<<<<

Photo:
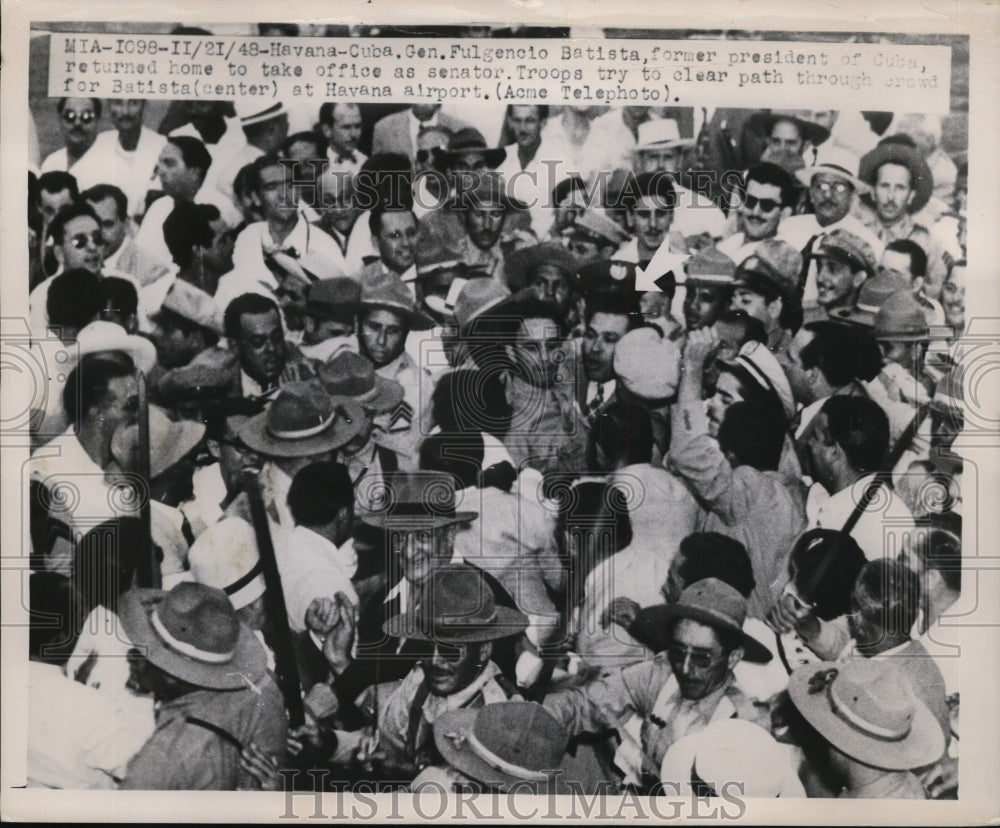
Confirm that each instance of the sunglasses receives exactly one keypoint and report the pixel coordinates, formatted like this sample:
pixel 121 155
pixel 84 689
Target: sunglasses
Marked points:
pixel 699 658
pixel 766 204
pixel 827 187
pixel 80 240
pixel 82 117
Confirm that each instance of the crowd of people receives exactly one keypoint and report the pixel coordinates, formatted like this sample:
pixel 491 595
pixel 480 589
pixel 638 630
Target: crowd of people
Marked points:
pixel 525 448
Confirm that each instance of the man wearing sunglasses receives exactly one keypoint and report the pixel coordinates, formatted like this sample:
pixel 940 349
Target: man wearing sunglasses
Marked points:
pixel 768 194
pixel 681 691
pixel 78 119
pixel 77 244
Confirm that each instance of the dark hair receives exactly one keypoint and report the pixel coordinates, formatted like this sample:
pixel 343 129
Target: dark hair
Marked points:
pixel 457 454
pixel 888 591
pixel 55 181
pixel 61 105
pixel 775 176
pixel 656 185
pixel 832 595
pixel 106 559
pixel 860 427
pixel 530 307
pixel 99 192
pixel 755 433
pixel 468 401
pixel 187 227
pixel 120 294
pixel 74 298
pixel 307 136
pixel 193 152
pixel 375 217
pixel 57 227
pixel 253 304
pixel 841 352
pixel 941 550
pixel 87 384
pixel 327 110
pixel 622 431
pixel 319 491
pixel 753 329
pixel 714 555
pixel 55 619
pixel 918 256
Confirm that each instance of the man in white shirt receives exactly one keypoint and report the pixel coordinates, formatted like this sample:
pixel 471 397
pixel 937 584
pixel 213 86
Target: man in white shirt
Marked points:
pixel 284 253
pixel 841 450
pixel 125 156
pixel 340 124
pixel 182 169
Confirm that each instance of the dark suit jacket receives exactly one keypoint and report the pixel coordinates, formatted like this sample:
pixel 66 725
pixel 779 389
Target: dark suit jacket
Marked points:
pixel 392 133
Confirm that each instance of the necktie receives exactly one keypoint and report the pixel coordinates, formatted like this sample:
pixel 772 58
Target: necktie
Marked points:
pixel 594 406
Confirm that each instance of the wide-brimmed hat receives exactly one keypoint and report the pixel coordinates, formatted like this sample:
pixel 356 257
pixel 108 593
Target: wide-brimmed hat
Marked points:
pixel 169 441
pixel 902 319
pixel 732 750
pixel 836 161
pixel 387 290
pixel 107 336
pixel 193 305
pixel 303 420
pixel 477 297
pixel 843 246
pixel 466 141
pixel 521 265
pixel 890 152
pixel 867 709
pixel 251 111
pixel 192 632
pixel 597 228
pixel 872 295
pixel 660 133
pixel 812 132
pixel 461 610
pixel 708 601
pixel 347 374
pixel 336 299
pixel 226 561
pixel 417 500
pixel 774 266
pixel 503 744
pixel 709 268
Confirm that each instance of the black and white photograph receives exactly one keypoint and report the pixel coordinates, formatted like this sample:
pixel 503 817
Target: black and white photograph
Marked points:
pixel 453 414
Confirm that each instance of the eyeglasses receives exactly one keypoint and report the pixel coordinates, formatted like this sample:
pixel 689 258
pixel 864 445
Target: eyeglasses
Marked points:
pixel 80 240
pixel 766 204
pixel 827 187
pixel 82 117
pixel 702 659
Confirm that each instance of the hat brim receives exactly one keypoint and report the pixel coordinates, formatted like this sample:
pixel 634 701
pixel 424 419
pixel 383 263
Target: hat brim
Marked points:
pixel 494 156
pixel 671 144
pixel 414 522
pixel 451 737
pixel 805 177
pixel 650 628
pixel 508 622
pixel 921 177
pixel 185 436
pixel 255 435
pixel 923 745
pixel 249 662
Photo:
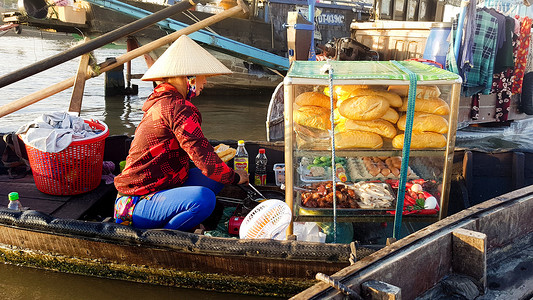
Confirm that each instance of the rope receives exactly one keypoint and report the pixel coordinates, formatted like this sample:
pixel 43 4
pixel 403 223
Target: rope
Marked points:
pixel 406 148
pixel 337 285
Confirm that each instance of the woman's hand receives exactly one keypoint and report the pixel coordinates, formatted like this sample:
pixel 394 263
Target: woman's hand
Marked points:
pixel 243 175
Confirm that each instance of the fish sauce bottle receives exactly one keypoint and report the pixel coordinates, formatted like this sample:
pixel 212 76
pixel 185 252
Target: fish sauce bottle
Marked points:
pixel 14 202
pixel 240 161
pixel 260 167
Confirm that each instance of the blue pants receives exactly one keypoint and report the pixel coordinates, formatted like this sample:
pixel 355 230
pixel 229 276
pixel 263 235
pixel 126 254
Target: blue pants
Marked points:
pixel 180 208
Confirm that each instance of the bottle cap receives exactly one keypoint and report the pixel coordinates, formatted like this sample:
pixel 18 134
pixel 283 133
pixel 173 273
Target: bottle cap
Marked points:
pixel 13 196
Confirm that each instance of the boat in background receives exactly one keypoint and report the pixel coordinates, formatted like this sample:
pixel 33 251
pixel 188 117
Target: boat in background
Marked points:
pixel 263 28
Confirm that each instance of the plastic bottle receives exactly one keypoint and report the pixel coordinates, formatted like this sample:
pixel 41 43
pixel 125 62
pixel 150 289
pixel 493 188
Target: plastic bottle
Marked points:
pixel 260 167
pixel 14 202
pixel 240 161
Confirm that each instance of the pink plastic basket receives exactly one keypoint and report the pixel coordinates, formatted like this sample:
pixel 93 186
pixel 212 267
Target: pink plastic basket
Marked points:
pixel 74 170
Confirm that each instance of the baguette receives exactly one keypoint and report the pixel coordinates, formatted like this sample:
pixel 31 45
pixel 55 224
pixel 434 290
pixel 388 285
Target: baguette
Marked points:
pixel 314 99
pixel 379 126
pixel 364 108
pixel 420 140
pixel 343 92
pixel 393 98
pixel 357 139
pixel 433 106
pixel 425 122
pixel 424 92
pixel 391 115
pixel 313 116
pixel 225 152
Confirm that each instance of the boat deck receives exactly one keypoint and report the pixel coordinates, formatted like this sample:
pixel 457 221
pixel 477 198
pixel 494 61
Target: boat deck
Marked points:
pixel 67 207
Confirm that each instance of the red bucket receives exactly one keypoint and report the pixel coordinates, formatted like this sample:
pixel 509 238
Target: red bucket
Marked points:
pixel 75 170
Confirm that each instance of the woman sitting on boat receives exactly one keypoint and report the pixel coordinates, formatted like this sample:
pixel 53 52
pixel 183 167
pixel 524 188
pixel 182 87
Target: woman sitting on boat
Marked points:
pixel 157 189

>>>>

=== WHAT THIS TASK INVOLVES ===
Among the lines of the material, find those that hold the word "bucket" and copy them.

=== ANSWER TO THIS TASK ===
Confirm that each instance of the red bucket receives exactly one keypoint and report the pixel coordinates, formatted like this sample:
Target: red bucket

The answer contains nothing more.